Cheung, King-Kok 1993. Articulate Silences: Hisaye Yamamoto, Maxine Hong Kingston, Joy Kogawa. Ithaca, NY: Cornell University Press.

Articulate Silences engages, at times tacitly, in a three-way conversation. In analyzing the writing of Hisaye Yamamoto, Maxine Hong Kingson, and Joy Kogawa I am in dialogue with recent feminist theories about women's poetics, notably those regarding narrative gaps or ellipses, and with scholarship concerning ethnicity. (Cheung 1993: 1)
My own work follows the very same logic: I am also in a three-way conversation. In analyzing the writing of Aldous Huxley, George Orwell and Ray Bradbury I am in dialogue with recent theories of social power and nonverbal communication, notably those regarding semiotics of behavior.
In the theoretical-philosophical realm, many thinkers - among them Augustine, Nietzsche, Heidegger, Picard, Wittgenstein, Foucault, Dauenhauer, Derrida - have in their own ways valorized speechlessness or displaced logocentrism. In literature, irony and understatement, as well as other mdoes of implicit communication, have always been appreciated (see, for example, Portch, Sontag, Stout, and J. A. Ward). (Cheung 1993: 2)
Portch! This passage makes me wonder if displacing logocentrism is not a too roundabout way to describe the situation and if I should instead of nonverbalism talk about bodycentrism?
Chan [1989] further notes that these students must overcome a "double repression" - "Asian traditions that train the young (and especially the female) to be quiet, submissive, and obedient and American racism that threatens members of minority groups with harm unless they 'stay in place.' Staying in their place means keeping silent" (276-77). (Cheung 1993: 6; footnote 9)
I fully expect the military training to follow similar logic.
It is worth noting that the Chinese and Japanese character for "silence" is antonymous less with "speech" than with "noise," "motion," and "commotion." I elaborate on this point in chap. 4. According to Kunihiro, "One characteristic of the Japanese attitude towards language is the comparatively light emphasis place on overt linguistic expression. To the Japanese, language is a means of communication, whereas to the people of many other cultures it is the means. Japanese tend to be taciturn, considering it a virtue to say little and rely on nonlinguistic means to convey the rest. Verbal expression is often fragmentary and unsystematic, with emotional, communal patterns of communication" (56). (Cheung 1993: 8; footnote 11)
The nonverbalist project, I think, is to make a culture that considers verbalization primary (namely, my own) to consider it merely as one among many means of communication and, even more, signification.
________________
* Parts of the exercise *
**A.** Write out everything in the notes on Articulate Silences from "My own work" down to "semiotics of behavior.".
**B.** In the notes on Articulate Silences, which three authors does the writer analyze in their own work?
________________
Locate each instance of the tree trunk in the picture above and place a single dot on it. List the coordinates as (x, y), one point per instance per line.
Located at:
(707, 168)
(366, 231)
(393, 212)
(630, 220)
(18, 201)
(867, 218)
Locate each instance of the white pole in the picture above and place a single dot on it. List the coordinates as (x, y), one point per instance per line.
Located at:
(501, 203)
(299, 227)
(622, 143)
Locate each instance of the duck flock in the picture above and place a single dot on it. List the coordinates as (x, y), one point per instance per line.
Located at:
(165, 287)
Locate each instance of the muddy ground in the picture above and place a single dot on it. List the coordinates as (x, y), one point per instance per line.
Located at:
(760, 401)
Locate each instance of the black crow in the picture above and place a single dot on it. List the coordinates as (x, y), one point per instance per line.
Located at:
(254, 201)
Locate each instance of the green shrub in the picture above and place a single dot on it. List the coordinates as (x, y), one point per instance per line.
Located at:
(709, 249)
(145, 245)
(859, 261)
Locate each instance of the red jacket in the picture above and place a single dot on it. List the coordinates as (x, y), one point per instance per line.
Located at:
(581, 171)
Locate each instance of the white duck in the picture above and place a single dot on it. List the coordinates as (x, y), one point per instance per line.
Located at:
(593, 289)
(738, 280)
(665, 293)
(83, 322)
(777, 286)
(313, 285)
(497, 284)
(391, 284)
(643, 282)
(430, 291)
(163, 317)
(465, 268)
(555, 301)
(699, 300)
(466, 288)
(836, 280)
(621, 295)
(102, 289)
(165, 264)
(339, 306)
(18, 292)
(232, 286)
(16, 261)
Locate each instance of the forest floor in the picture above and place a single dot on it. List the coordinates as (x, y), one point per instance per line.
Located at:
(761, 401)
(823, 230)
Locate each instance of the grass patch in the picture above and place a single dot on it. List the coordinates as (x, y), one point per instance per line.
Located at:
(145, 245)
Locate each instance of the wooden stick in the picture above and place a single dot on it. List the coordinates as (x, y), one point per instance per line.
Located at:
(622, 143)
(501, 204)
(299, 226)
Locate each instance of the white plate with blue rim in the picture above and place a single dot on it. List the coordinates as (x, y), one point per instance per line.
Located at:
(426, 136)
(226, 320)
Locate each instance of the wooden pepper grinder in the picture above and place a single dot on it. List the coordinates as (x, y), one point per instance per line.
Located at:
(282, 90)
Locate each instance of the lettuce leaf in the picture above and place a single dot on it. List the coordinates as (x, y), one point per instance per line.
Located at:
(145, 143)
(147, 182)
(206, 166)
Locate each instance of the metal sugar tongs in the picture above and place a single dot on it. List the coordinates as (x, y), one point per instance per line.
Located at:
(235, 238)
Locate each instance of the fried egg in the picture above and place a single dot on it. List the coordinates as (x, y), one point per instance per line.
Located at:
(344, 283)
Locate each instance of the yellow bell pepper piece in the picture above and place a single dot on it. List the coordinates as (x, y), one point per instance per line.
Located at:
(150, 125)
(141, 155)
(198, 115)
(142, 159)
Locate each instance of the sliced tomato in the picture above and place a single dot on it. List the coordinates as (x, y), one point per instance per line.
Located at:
________________
* Solutions for each task *
**A.**
My own work follows the very same logic: I am also in a three-way conversation. In analyzing the writing of Aldous Huxley, George Orwell and Ray Bradbury I am in dialogue with recent theories of social power and nonverbal communication, notably those regarding semiotics of behavior.

**B.** Aldous Huxley, George Orwell and Ray Bradbury.